[WORK TASK 1] Locate every line in the records that contains the word "positive" and copy each of those lines.

[TEXT SHOWN]
= Beginning of Section =
College of Agriculture & Environmental Sciences

Striving for excellence in research

Prof David Hedding, Department of Geography, College of Agriculture and Environmental Sciences

Unisa’s Associate Professor David Hedding, from the Department of Geography in the College of Agriculture and Environmental Sciences (CAES), is one of the recipients of the 2019 Chancellor’s Awards for Excellence in Research. This award is a way of recognising those who strive for excellence in research and the prize is regarded as the most prestigious for research and innovation at Unisa. Hedding has received the same award more than once.

Expressing his appreciation, Hedding says it is extremely gratifying to be recognised for excellence in research. "It fills me with great pride and motivates me to do more research. I have been awarded the Chancellor’s Award for Excellence in Research for CAES, which recognises a staff member from the college who has been productive in terms of research outputs. I believe what may have set my application aside from others is the quality of the journals I have been targeting. I have made a concerted effort to target high impact journals with the view of raising my research profile."

His research focuses primarily on geomorphology (earth surface processes and landforms) with a primary interest in landscape responses to climate change in cold environments such as the sub-Antarctic Marion Island and the Antarctic continent itself. His research has taken him to the island state of Mauritius where he collaborates with the Mauritian Wildlife Foundation to investigate soil erosion on the islets that surround the main island. He also conducts research on the transformation of higher education institutions in South Africa and has written a commentary for the journal Nature on the financial subsidy system for publishing in South Africa.
= End of Section =
[DATA LISTING]
= Beginning of Section =
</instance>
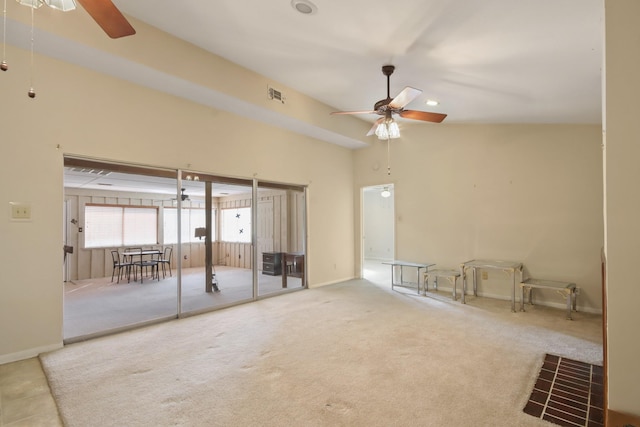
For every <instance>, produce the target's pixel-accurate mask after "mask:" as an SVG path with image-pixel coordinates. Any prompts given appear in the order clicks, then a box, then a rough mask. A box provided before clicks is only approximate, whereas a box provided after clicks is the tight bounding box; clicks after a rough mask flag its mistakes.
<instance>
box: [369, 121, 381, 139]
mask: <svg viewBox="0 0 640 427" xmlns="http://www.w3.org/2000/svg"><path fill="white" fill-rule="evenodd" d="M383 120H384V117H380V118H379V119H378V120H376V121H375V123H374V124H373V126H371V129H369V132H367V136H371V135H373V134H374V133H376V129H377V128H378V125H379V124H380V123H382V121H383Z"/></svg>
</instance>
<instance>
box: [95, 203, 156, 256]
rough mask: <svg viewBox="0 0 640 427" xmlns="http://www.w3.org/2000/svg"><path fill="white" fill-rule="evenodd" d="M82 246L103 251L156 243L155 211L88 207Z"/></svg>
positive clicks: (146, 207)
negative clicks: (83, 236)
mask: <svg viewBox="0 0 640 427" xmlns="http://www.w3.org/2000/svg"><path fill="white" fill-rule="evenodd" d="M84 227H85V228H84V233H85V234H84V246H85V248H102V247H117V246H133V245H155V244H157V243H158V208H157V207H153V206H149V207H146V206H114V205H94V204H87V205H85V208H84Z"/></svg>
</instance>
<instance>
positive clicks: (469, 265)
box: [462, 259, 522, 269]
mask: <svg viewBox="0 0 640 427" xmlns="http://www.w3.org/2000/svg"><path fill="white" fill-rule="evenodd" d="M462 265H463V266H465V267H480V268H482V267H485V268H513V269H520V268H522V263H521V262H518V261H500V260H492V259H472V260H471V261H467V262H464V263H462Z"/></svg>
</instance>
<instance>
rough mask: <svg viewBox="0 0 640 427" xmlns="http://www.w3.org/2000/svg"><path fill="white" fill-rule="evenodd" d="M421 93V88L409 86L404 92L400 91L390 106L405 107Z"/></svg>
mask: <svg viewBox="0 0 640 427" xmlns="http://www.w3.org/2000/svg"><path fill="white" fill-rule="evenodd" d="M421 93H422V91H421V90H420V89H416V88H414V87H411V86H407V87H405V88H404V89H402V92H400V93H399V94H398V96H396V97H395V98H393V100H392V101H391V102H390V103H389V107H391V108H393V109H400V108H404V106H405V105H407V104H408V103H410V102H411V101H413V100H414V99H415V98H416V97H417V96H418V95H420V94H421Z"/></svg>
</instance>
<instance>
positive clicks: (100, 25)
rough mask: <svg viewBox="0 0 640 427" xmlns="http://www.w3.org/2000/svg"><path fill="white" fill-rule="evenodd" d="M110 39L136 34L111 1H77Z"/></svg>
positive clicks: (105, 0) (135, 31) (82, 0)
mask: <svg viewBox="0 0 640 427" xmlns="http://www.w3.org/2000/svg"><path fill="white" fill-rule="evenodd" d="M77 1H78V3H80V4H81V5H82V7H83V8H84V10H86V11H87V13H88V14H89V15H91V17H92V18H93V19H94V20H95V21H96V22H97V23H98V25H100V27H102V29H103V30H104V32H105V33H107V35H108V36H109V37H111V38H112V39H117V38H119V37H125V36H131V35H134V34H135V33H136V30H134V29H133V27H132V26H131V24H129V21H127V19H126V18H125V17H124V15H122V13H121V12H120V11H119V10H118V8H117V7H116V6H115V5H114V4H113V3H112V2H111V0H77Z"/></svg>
= End of Section =
[WORK TASK 2]
Answer the following from the profile of David Hedding above:
(a) Which year's Chancellor's Awards for Excellence in Research is Hedding one of the recipients of?
(b) With which organization does Hedding collaborate in Mauritius?
(c) For which journal did Hedding write a commentary on the financial subsidy system for publishing in South Africa?

[TASK ANSWER 1]
positive clicks: (146, 207)
positive clicks: (469, 265)
positive clicks: (100, 25)
positive clicks: (105, 0) (135, 31) (82, 0)

[TASK ANSWER 2]
(a) 2019
(b) The Mauritian Wildlife Foundation
(c) Nature